Once the appropriate pedagogic model had been identified and the instructional methods selected, the objectives became more refined, the constraints and technologies for rolling out the first pilot of the project were established. An evaluation plan and a project management plan were then created and development commenced.

Design and Development

During the next stages, Design and Development, a prototype was constructed. There are five sections, starting with an Orientation section, and followed by the four course Units (three Units have been designed to date). The initial orientation section includes:

Course objectives and aims
Course map
Guiding questions to bear in mind while addressing the task at the end of each unit
Availability of resources (e.g. online communication, computer labs, class schedules, etc.)
Accessing and contacting technical support
Working with peers and submitting tasks

Each Unit is broken up into five sections – Explanation, Demonstration, Exploration, Implementation and Reflection. The student begins by working through the Explanation section that provides theoretical underpinnings based on research and literature. The Demonstration section focuses on the use of various software applications for teaching and learning and outlines some general principles for ICT use. As the student’s work through the Demonstration section, they have the opportunity to see ICT’s in practices in different classrooms and from different perspectives using websites, and audio & video clips. They can also explore the resources and websites that showcase the work of others in the field. The aim of these two sections is to familiarise the student with integrating the practical skills with the conceptual foundations, so that they can consider the ideas under scrutiny and incorporate them into their own class plans.

In the third section, the Exploration, the student has the opportunity to explore and critique some cases where ICT’s are being used in the classroom. They are given access to resources for improving their skills in producing ICT based materials and creating activities for their own classes. The fourth section, the Implementation, details the task that is to be completed as part of the unit. The resources necessary and the issues to be considered when completing the task are also provided. The final section, the Reflection, aims to facilitate formative reflection on the process in which the learner has engaged.

Evaluation Plan and Initial Conclusions

To date data for the purposes of evaluation has been collected by means of a questionnaire distributed to course participants. The questionnaire contained both open and closed-type items, and consisted of two main sections: section one addressed respondent’s school based experiences of ICTs, section two addressed the ICTs in education course, including the Web-based element. Whilst some statistically significant correlations have emerged fromthe data, the limitation of the number of responses (n=45, representing 33% of the class) must be acknowledged. The main focus of the evaluation is to establish of the instructional design and theoretical rationale for this course facilitates student teachers in using ICTs in their schools and classrooms.

-- Stated task --
Rewrite the paragraph of the course design passage above that begins "In the third section, the Exploration" as a brief list of the sections it describes. Keep the main facts about each.

-- Excerpted data --
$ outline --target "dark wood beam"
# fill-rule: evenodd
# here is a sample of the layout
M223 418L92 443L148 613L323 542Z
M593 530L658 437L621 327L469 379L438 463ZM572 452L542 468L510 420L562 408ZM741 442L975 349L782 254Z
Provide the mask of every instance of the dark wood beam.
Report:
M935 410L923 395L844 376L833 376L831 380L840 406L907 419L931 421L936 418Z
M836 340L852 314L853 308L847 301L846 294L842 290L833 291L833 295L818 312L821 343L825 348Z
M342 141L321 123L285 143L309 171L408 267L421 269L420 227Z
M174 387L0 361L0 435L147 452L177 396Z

-- The solution --
- Exploration (third section): students explore and critique cases of ICT use in the classroom. They also get resources for improving their skills in producing ICT-based materials and creating activities for their own classes.
- Implementation (fourth section): sets out the task to be completed as part of the unit, along with the resources needed and the issues to consider.
- Reflection (final section): aims to support formative reflection on the process the learner has engaged in.